Task goal
Where "pitched" occurs in a line of the entries below, copy that line.

Task material
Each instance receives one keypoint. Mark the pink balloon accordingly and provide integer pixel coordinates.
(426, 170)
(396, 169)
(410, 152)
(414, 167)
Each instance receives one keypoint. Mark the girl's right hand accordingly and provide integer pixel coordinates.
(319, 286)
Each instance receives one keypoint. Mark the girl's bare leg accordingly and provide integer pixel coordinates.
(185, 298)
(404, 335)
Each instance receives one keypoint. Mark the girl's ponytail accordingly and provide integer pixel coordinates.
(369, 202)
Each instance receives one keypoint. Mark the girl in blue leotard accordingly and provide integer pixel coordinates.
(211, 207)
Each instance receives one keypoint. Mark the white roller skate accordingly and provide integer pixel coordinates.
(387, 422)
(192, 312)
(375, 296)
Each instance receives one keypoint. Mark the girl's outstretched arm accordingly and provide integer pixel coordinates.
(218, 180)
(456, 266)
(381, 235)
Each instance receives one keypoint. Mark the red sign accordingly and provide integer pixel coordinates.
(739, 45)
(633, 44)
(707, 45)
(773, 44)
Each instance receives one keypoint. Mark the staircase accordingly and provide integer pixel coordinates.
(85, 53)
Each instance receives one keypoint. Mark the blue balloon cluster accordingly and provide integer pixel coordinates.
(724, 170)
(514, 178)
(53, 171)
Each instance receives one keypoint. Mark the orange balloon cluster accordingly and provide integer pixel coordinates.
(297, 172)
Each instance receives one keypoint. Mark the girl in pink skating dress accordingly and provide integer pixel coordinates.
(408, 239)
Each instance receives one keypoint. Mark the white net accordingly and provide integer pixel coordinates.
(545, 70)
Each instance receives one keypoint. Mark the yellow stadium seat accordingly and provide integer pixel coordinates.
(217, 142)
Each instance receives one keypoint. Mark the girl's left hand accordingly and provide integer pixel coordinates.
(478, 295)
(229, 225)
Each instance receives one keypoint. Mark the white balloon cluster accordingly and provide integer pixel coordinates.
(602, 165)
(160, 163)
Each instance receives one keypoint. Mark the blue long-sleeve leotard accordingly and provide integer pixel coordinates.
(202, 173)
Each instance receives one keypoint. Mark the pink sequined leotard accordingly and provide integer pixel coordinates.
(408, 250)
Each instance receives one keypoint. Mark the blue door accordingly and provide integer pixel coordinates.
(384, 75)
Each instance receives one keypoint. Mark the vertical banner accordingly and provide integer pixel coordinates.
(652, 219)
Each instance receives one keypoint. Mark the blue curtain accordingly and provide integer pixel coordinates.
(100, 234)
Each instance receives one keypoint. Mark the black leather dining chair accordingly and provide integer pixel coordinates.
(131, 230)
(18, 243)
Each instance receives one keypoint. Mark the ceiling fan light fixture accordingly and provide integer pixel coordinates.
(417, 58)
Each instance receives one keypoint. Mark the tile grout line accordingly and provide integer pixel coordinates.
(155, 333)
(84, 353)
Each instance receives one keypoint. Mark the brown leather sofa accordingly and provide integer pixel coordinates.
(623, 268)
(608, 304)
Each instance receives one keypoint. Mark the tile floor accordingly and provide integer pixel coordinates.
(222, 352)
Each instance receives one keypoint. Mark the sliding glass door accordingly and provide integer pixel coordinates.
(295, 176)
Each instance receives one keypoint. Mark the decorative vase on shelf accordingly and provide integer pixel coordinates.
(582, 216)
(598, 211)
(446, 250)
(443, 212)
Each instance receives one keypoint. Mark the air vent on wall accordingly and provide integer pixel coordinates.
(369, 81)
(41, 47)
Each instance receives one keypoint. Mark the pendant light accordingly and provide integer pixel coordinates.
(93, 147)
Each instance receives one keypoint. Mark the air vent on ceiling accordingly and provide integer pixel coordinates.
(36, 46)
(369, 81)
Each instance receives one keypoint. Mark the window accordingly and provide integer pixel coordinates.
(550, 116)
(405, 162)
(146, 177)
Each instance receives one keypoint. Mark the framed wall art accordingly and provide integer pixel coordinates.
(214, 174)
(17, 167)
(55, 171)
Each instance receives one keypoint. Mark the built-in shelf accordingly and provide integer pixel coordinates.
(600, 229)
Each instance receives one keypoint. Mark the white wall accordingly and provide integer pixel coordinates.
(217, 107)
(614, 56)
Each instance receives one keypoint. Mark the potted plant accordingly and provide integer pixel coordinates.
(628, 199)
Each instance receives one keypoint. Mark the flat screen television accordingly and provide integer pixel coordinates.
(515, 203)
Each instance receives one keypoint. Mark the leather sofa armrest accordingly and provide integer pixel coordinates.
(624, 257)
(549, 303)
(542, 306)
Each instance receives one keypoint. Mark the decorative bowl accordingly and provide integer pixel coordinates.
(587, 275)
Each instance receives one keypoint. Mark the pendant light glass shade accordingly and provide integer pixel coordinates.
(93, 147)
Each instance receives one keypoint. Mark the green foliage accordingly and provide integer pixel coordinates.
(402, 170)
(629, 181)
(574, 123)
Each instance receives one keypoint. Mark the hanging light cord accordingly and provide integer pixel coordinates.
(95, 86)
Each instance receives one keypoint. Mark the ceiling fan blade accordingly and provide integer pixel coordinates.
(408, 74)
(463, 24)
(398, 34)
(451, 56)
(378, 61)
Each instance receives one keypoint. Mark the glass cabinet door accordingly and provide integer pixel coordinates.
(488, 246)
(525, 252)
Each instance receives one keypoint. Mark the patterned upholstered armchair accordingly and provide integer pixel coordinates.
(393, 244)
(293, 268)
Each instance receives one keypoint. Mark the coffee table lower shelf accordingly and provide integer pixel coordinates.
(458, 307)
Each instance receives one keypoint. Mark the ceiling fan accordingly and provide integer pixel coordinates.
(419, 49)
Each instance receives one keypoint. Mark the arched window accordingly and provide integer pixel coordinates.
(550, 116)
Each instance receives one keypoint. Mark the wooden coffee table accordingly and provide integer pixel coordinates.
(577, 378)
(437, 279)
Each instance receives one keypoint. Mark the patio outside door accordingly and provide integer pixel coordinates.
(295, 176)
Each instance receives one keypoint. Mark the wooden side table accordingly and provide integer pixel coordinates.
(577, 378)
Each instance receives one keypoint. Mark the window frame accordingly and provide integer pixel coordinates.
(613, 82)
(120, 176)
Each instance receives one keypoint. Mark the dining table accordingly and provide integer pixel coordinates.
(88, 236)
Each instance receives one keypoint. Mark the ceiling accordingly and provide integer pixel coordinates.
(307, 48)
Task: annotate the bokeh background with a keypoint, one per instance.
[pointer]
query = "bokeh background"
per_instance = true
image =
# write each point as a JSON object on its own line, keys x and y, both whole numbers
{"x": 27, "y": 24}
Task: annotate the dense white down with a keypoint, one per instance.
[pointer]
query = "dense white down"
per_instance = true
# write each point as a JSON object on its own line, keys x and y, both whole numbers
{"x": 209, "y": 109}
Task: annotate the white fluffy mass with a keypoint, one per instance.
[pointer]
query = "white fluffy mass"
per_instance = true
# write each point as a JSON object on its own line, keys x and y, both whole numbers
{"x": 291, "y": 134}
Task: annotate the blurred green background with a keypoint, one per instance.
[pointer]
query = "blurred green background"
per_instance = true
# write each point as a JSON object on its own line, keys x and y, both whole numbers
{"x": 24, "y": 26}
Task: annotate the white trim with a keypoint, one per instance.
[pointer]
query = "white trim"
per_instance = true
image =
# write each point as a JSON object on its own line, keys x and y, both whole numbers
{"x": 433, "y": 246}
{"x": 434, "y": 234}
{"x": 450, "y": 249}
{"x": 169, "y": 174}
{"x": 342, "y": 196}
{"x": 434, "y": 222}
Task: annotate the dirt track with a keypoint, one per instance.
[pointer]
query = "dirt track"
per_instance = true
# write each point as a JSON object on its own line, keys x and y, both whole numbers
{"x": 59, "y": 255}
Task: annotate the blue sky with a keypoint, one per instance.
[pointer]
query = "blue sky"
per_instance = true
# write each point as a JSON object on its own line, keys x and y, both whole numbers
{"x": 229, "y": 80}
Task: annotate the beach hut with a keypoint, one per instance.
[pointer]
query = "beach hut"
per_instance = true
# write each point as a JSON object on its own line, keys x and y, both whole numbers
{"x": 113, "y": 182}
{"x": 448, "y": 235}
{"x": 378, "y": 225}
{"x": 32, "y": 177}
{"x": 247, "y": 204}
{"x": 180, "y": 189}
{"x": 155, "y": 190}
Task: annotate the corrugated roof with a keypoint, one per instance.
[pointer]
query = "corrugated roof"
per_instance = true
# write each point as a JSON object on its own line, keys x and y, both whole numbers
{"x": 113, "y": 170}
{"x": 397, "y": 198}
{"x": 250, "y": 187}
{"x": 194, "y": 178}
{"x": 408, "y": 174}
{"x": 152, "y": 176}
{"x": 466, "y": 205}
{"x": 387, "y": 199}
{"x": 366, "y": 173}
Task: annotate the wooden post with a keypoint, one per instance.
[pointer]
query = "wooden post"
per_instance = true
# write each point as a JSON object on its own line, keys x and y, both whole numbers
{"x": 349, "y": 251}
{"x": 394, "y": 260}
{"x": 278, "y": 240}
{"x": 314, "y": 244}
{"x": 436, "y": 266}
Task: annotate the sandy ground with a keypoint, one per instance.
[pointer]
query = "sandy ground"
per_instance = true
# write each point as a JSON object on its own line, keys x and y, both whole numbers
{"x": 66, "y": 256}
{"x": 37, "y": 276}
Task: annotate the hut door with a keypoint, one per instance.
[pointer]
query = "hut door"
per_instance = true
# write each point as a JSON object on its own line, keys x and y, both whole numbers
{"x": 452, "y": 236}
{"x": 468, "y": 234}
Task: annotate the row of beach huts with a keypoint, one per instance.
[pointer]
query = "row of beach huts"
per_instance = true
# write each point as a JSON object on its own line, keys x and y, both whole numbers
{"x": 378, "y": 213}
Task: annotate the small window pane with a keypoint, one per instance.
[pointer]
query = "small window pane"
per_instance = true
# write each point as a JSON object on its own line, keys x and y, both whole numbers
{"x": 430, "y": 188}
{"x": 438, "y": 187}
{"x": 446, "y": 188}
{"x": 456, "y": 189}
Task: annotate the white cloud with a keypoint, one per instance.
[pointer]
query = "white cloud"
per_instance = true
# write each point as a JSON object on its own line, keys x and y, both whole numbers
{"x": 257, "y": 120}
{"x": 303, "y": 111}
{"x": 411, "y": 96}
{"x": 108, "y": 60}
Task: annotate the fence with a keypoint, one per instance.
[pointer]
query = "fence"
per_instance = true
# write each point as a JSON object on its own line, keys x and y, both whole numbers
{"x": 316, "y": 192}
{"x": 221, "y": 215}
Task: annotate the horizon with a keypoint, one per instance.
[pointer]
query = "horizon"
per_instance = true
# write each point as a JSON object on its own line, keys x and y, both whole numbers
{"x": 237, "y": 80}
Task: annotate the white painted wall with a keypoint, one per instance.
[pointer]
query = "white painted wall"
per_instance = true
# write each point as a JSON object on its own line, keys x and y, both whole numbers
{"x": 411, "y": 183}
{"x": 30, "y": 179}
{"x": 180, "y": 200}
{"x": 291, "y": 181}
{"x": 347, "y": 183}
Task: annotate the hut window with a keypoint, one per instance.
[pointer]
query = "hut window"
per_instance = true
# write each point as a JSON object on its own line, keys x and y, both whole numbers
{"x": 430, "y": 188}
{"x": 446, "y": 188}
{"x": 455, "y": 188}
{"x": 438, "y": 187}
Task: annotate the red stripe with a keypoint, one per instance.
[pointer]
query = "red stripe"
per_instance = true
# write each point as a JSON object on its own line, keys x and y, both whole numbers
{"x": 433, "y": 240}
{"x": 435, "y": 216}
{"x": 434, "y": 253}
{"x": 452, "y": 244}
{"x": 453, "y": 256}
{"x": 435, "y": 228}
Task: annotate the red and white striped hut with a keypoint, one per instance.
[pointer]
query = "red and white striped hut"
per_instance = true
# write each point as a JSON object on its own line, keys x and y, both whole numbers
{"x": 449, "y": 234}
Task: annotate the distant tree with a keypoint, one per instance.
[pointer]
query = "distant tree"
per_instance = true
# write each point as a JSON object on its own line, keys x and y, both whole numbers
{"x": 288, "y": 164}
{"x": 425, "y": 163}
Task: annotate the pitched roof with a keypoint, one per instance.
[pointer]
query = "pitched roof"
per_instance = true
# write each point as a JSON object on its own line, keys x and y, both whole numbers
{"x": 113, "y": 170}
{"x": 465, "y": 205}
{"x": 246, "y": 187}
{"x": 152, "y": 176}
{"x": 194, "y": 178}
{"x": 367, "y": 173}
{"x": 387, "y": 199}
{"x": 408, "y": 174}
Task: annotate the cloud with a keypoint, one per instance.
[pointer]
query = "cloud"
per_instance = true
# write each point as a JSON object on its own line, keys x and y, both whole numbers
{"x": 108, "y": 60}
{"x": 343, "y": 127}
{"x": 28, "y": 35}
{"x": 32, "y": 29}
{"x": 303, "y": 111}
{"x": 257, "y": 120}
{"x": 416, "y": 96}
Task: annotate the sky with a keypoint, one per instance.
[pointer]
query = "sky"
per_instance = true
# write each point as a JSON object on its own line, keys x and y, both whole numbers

Solution
Task: annotate the pitched roof with a keypoint, one per instance.
query = "pitched roof"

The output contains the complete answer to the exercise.